═════ DATA EXCERPTS ═════

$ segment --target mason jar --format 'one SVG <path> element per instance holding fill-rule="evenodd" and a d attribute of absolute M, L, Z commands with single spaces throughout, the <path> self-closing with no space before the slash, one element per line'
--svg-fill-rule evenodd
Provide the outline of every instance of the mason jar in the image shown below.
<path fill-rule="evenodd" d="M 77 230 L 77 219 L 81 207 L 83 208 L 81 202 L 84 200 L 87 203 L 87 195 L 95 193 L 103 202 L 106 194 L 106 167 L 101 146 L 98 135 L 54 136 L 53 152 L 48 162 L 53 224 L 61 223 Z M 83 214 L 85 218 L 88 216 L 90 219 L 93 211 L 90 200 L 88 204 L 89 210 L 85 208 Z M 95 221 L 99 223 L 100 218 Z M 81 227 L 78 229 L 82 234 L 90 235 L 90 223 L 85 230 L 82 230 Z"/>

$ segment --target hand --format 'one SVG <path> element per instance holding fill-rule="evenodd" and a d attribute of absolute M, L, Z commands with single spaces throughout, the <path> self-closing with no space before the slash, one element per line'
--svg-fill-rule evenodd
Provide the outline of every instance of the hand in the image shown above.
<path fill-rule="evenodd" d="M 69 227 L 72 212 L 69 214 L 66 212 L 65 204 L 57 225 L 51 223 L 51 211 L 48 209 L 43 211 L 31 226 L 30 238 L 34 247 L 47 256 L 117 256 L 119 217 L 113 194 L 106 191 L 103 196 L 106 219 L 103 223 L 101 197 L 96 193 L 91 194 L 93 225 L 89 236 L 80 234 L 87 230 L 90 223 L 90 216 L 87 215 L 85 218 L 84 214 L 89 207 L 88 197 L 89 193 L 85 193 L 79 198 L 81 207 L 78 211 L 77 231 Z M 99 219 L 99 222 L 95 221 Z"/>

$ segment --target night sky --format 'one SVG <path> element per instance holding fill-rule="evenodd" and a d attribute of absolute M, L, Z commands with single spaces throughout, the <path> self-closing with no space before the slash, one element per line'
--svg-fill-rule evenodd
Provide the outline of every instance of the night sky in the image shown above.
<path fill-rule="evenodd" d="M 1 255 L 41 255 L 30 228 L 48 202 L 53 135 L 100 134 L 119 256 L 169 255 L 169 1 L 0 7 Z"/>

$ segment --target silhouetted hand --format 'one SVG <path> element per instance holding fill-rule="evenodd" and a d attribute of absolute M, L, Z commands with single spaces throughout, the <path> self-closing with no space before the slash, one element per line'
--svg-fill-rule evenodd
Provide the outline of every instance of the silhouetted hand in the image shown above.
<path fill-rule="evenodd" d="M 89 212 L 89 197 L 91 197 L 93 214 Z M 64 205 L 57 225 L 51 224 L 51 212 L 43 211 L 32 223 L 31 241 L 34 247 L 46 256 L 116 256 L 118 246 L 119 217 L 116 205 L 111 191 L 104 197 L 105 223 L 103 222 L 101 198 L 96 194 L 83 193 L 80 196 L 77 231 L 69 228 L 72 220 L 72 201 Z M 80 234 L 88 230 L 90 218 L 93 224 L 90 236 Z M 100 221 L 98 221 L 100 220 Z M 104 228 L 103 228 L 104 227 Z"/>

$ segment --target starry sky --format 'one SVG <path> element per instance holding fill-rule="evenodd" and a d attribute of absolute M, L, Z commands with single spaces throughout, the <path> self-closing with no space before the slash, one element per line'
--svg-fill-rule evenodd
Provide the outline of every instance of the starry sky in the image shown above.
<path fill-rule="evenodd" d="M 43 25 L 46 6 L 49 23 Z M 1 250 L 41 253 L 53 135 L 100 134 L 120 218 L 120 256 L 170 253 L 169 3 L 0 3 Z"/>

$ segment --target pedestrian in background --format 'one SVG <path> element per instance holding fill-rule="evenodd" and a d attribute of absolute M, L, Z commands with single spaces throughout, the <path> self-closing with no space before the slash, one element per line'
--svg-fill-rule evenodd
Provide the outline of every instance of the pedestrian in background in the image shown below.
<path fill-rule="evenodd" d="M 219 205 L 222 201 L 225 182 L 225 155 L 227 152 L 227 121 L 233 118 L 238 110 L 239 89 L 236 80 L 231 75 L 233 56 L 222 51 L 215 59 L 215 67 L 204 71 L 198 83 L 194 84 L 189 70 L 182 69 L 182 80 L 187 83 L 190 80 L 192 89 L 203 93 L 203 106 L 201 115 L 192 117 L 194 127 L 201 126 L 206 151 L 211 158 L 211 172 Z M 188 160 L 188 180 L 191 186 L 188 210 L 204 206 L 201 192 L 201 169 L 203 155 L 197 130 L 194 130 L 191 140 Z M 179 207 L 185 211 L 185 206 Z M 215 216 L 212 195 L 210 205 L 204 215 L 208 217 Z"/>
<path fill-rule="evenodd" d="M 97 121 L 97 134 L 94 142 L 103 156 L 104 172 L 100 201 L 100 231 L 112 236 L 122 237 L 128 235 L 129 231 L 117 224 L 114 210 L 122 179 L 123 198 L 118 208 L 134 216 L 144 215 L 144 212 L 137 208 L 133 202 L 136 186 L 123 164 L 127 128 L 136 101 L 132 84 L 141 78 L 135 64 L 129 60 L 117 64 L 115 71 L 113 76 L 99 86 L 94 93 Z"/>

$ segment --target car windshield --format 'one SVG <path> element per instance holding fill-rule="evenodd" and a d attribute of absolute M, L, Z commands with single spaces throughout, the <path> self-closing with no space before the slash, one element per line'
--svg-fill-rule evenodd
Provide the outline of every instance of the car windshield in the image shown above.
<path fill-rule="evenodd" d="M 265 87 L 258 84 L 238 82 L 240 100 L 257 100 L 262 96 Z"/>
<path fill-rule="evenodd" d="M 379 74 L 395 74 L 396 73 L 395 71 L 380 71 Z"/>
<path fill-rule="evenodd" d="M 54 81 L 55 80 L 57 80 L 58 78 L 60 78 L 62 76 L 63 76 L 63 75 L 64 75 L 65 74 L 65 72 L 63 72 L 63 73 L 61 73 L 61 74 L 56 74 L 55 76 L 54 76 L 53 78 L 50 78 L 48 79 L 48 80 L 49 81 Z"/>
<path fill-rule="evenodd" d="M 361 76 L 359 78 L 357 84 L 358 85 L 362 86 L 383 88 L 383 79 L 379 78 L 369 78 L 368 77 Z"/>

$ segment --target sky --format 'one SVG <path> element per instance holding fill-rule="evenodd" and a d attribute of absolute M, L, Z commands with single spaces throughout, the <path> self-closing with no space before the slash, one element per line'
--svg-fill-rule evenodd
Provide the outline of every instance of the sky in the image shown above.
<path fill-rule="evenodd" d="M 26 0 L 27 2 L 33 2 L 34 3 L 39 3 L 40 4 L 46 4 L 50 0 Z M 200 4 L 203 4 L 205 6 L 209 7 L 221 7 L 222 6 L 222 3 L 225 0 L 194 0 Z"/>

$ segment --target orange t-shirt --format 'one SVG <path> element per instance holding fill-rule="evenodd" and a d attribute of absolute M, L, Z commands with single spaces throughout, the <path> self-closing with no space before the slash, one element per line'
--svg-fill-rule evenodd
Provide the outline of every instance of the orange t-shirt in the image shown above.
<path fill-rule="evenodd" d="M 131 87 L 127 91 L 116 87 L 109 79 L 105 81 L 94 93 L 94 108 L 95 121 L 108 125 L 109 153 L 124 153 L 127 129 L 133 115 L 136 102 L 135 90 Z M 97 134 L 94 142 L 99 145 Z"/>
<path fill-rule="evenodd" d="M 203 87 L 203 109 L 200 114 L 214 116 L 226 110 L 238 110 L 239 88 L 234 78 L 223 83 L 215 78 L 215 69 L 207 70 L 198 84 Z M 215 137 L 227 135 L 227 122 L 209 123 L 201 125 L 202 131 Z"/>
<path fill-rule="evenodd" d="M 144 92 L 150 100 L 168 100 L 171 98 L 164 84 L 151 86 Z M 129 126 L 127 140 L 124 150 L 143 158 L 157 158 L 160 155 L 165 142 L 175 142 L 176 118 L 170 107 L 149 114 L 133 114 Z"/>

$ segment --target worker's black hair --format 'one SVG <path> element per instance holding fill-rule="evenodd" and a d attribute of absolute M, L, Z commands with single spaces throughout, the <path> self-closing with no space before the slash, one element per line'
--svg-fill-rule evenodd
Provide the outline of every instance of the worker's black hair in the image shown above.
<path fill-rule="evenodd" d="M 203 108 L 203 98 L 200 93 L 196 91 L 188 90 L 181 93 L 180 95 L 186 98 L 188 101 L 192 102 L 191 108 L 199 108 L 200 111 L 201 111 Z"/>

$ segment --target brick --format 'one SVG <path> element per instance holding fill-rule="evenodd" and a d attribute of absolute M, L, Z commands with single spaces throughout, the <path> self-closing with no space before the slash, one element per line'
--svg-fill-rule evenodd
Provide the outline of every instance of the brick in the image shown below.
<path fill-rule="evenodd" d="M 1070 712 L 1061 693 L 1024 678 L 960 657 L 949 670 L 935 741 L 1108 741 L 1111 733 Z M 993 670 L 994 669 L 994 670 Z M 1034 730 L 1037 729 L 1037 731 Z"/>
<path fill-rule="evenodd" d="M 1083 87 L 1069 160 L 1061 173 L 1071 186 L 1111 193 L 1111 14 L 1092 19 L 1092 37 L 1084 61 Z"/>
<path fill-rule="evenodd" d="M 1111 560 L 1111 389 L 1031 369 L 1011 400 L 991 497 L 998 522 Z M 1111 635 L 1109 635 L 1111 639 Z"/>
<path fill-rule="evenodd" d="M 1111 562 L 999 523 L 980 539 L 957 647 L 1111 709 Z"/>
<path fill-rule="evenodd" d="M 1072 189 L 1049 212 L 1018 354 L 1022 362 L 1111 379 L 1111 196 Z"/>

═════

EXERCISE GOAL. Copy out verbatim the lines from the one containing "segment --target car" through the one containing "379 74 L 395", including both of those lines.

TASK RESPONSE.
$ segment --target car windshield --format 'one SVG <path> element per instance holding fill-rule="evenodd" and a d attribute of absolute M, L, Z commands with single spaces throughout, the <path> self-closing with no space before the slash, one element per line'
--svg-fill-rule evenodd
Provide the outline of every instance of the car windshield in the image shown above.
<path fill-rule="evenodd" d="M 265 87 L 258 84 L 238 82 L 240 100 L 257 100 L 262 96 Z"/>
<path fill-rule="evenodd" d="M 379 74 L 395 74 L 396 73 L 395 71 L 380 71 Z"/>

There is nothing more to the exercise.